### [PROBLEM]
Retype only what runs from the line that contains "of the plaid" through the last line of the listing below, both lines included.

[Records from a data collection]
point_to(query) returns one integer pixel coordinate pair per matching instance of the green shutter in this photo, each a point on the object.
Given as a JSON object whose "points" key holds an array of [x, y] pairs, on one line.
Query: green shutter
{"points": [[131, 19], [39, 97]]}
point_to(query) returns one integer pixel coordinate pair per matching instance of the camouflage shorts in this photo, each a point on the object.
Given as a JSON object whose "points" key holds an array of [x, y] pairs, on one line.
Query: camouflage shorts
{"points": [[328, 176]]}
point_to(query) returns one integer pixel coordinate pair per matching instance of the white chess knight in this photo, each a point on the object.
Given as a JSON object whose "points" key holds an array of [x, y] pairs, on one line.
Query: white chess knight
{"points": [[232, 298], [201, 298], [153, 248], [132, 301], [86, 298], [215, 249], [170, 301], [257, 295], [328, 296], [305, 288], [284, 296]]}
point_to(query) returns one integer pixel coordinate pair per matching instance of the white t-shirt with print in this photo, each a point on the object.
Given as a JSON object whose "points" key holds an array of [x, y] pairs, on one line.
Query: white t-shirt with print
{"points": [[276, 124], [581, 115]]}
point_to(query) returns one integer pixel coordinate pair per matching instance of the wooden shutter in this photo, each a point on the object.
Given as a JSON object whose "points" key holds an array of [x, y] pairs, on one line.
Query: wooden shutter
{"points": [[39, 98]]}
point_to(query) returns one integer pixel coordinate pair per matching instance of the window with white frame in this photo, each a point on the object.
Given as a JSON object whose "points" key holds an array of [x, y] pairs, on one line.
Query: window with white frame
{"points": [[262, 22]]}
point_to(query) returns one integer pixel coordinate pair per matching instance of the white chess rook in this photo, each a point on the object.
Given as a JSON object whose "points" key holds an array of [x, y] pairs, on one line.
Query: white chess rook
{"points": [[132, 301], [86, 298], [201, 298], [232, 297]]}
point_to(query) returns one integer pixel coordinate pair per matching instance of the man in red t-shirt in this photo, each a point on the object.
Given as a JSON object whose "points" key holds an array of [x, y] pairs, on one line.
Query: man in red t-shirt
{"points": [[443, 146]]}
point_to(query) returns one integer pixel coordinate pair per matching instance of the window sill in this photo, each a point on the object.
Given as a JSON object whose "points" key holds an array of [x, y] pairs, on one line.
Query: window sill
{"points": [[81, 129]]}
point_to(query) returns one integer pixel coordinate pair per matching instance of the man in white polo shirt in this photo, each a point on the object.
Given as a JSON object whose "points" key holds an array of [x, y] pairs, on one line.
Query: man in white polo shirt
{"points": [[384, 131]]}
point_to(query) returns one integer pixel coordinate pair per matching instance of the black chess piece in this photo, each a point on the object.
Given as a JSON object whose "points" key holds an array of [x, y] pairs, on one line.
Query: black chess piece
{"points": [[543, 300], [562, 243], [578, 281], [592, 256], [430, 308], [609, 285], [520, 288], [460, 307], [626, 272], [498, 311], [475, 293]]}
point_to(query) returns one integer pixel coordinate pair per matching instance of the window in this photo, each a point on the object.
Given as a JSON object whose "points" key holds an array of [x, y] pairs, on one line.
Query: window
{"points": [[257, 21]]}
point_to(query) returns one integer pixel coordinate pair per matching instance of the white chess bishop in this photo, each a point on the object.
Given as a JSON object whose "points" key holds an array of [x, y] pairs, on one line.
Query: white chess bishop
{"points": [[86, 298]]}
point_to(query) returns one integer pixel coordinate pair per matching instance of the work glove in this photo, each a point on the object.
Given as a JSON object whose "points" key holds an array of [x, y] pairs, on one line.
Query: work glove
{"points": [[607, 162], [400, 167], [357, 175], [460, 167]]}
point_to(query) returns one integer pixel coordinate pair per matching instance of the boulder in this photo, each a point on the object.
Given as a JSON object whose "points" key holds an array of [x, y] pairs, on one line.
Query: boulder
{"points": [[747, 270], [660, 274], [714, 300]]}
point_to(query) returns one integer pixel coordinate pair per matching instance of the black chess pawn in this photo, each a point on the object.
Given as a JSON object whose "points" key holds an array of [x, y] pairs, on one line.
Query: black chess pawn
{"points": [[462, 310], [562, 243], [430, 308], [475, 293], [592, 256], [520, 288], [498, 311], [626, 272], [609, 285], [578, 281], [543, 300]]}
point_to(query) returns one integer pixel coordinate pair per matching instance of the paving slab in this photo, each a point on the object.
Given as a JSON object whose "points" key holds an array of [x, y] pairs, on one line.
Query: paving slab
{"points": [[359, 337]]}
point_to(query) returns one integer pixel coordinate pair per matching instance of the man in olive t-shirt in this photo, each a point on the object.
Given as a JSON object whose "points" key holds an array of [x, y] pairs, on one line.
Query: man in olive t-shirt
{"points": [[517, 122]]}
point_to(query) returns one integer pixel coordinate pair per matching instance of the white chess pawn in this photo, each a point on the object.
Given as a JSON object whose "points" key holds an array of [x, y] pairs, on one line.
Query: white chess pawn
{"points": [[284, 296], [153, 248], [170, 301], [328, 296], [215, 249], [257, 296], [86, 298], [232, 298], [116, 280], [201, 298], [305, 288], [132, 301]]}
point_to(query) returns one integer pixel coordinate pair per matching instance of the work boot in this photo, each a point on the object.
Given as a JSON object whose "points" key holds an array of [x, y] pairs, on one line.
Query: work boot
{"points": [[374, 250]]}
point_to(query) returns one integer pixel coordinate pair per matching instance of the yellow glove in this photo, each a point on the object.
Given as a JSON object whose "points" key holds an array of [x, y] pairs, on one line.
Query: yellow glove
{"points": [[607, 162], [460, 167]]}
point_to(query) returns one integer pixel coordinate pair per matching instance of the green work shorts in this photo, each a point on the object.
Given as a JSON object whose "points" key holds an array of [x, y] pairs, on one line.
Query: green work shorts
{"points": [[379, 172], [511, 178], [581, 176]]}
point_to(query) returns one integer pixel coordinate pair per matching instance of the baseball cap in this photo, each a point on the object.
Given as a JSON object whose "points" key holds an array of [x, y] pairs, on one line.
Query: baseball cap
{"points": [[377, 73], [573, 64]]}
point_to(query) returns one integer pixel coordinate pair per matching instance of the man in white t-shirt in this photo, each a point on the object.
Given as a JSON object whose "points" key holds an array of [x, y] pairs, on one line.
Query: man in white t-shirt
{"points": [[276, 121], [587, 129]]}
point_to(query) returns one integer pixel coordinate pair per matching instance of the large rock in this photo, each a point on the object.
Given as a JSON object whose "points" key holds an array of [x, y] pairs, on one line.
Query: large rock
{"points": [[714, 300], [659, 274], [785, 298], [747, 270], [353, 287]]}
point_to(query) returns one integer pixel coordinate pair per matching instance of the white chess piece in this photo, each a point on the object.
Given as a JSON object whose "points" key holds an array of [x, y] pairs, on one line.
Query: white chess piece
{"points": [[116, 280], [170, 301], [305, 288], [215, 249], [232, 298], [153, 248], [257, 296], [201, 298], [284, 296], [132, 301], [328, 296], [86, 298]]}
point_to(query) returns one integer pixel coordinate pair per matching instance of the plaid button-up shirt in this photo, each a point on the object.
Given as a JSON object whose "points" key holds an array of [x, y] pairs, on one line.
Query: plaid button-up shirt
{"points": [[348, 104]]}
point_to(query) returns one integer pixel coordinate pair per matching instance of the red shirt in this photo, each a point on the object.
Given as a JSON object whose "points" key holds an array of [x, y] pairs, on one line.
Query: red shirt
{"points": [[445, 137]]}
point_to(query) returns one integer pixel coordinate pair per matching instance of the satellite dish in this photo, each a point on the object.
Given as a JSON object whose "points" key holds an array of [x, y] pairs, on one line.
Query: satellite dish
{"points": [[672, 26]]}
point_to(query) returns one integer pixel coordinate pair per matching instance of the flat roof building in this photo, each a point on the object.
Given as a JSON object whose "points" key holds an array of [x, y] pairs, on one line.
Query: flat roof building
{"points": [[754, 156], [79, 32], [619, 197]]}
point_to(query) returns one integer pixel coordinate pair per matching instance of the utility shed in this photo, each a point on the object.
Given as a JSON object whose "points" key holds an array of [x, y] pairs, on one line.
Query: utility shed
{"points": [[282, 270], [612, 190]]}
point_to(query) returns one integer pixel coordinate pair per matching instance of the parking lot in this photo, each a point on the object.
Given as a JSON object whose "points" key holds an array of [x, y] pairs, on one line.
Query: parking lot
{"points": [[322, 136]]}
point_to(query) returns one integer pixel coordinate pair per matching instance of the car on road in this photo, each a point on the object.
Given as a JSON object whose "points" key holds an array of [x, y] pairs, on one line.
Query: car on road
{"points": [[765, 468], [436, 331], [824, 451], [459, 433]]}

### [COMPLETE ANSWER]
point_to(query) returns one integer pixel coordinate pair per matching instance of the plaid button-up shirt in this photo, each a point on the object.
Given as a JSON object whose "points" key holds an array of [x, y] pairs, on one line.
Query: plaid button-up shirt
{"points": [[348, 104]]}
point_to(query) returns one integer pixel coordinate pair per matching instance of the red shirt in this photo, each a point on the object.
Given as a JSON object whose "points" key holds an array of [x, y] pairs, on one line.
Query: red shirt
{"points": [[445, 137]]}
point_to(query) returns one integer pixel coordinate pair per matching instance of the satellite dish in this photo, each a point on the object.
Given as a JSON object whose "points" key holds an array of [x, y] pairs, on one line.
Query: satellite dish
{"points": [[672, 26]]}
point_to(query) returns one integer pixel coordinate pair per matching instance of the flat roof building in this photo, each a point on the object.
Given as a JSON object whose "points" key holds an array of [x, y] pairs, on one line.
Query: flat roof building
{"points": [[754, 156], [79, 32], [619, 197]]}
point_to(query) returns one integer pixel coordinate pair per matching instance of the utility shed in this photo, each a point on the object.
Given as a JSON object whose "points" key holds an array of [x, y] pairs, on one line.
Query: utility shed
{"points": [[282, 270], [612, 190]]}
point_to(query) returns one integer pixel coordinate pair per matching instance of the parking lot in this photo, each a point on the object.
Given as a JSON object whose "points" key holds an array of [x, y] pairs, on one line.
Query: parking lot
{"points": [[322, 136]]}
point_to(query) returns one integer pixel coordinate pair per matching instance of the car on road in this photo, each a point on the object.
Given as a JSON object whose "points" key holds an array of [x, y] pairs, on one line.
Query: car on road
{"points": [[765, 468], [436, 331], [824, 451], [459, 433]]}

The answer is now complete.